Excerpts from annotation records:
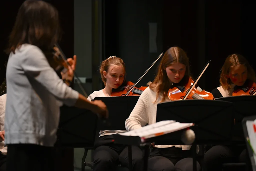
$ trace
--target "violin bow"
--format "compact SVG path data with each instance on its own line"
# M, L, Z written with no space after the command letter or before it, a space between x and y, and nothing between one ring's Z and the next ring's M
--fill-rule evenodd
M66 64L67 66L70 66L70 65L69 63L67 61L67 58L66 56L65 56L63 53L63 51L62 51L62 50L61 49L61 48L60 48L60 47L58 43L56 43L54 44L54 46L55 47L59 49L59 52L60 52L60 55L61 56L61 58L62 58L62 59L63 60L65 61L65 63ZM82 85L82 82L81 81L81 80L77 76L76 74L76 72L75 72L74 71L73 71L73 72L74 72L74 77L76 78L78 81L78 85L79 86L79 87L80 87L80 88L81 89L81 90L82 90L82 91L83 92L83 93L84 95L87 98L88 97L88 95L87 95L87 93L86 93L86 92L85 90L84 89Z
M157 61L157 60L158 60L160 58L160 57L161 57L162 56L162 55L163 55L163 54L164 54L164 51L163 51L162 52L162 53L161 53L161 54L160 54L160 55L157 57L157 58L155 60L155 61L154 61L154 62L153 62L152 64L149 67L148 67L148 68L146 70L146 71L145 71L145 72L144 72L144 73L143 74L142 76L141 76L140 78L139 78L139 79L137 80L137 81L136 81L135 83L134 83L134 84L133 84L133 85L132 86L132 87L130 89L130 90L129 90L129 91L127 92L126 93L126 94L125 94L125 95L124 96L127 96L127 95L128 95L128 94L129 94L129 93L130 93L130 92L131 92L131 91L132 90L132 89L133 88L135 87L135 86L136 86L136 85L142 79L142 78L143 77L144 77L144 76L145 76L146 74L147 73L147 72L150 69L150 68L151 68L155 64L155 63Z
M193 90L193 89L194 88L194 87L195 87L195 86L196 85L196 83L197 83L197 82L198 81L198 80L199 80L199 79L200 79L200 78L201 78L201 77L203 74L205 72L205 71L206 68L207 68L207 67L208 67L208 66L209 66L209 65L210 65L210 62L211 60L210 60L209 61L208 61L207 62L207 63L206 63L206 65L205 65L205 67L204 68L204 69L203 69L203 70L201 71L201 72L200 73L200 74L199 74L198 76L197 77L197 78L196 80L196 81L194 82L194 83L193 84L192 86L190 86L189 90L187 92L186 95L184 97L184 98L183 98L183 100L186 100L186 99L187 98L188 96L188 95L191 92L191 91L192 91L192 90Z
--
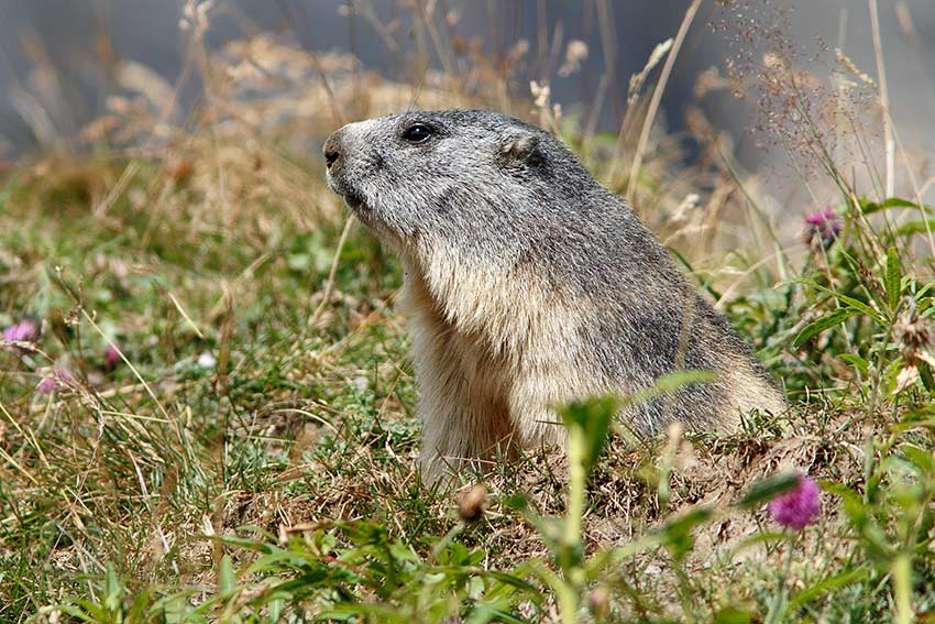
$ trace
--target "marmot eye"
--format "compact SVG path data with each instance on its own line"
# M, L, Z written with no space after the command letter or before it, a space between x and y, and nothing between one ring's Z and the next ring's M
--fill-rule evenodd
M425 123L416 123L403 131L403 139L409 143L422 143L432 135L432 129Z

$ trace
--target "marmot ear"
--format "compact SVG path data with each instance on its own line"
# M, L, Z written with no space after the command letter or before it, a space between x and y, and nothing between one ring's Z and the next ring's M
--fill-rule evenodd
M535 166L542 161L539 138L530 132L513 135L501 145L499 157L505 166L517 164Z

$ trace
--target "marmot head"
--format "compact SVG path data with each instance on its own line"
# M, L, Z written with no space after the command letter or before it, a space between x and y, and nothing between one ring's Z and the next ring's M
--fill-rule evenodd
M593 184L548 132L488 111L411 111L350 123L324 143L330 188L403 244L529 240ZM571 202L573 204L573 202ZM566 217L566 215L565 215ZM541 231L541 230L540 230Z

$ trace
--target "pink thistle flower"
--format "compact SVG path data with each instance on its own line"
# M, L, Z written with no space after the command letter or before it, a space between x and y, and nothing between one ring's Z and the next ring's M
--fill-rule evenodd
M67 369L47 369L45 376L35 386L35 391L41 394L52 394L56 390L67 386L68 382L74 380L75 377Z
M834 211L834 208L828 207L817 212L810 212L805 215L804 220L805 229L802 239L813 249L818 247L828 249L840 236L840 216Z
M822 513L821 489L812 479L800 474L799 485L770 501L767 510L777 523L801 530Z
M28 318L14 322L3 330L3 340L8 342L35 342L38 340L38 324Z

* PROMPT:
Return every line of the records above that contains the word "target". Treat uppercase and lowercase letters as different.

* PROBLEM SOLUTION:
--target "violin bow"
--target "marmot eye"
--target "marmot ear"
--target "marmot head"
--target "pink thistle flower"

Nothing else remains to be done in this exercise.